Collected data:
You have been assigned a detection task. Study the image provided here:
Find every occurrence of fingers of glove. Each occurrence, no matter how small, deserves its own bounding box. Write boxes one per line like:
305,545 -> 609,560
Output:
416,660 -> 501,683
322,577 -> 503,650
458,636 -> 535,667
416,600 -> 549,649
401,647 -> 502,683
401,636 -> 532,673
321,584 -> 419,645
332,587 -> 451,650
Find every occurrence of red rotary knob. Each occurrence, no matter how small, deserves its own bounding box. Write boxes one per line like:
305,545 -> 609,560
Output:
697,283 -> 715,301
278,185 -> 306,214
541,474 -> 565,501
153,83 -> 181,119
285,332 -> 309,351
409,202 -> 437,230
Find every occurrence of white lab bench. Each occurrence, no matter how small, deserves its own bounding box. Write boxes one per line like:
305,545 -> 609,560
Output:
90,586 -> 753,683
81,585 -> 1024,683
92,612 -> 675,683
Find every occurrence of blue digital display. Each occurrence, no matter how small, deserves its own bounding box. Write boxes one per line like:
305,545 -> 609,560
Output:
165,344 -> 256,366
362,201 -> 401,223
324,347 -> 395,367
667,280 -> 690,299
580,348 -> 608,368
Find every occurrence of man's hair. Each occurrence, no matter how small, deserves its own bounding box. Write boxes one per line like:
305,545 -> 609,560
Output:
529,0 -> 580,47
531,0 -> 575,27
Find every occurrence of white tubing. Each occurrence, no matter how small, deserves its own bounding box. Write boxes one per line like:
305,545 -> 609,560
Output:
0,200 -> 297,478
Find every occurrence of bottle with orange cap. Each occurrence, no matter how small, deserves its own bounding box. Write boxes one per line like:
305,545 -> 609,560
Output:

Exercise task ▸ Copy every one of the items above word for word, with no changes.

Exercise result ▸
You have been assigned a detection task. Study the image provided here:
Find every occurrence of fingers of glove. Each occurrence, no matter how small, deserves its own bounding box. Write boxes one per line like:
305,545 -> 609,560
Output:
416,660 -> 501,683
322,577 -> 503,650
458,636 -> 535,667
416,600 -> 549,649
401,647 -> 502,683
401,636 -> 532,673
321,584 -> 419,645
332,587 -> 451,650
Find every occurrence of red rotary knob. Each occurrence, no matter how small, deserves its own bounding box. Write boxes one per line like:
305,545 -> 609,560
Output:
697,283 -> 715,301
278,185 -> 306,214
541,474 -> 565,501
153,83 -> 181,119
285,332 -> 309,351
409,202 -> 437,230
Find every occurrence of white lab bench. Each occurrence, no matter how small, deserves its own bounding box. Write boxes one per line like:
305,545 -> 609,560
Output:
90,586 -> 753,683
81,585 -> 1024,683
92,612 -> 675,683
Find every occurrence of blue digital display. Each occurrence, no matter how small, deserves its own bounding box. Write boxes one per line like:
305,545 -> 609,560
Output:
165,344 -> 256,366
362,201 -> 401,223
324,347 -> 395,367
667,280 -> 690,299
580,348 -> 608,368
Find every occurrence of man's hair. Each occurrence, no matter how small, deserves its own bounding box. Write boxes one per line like:
305,545 -> 609,560
Output:
529,0 -> 580,47
531,0 -> 575,27
Find every occurrence of white tubing. Each occurrence, no matter how small, deserves its own bounding box. Write boxes one per line like:
305,545 -> 609,560
Output:
0,200 -> 297,478
Find every occurrence of bottle with orange cap. Each occurrence, no matter how small, deserves its own bounding box. Write boxes one per line like:
305,545 -> 609,560
Output:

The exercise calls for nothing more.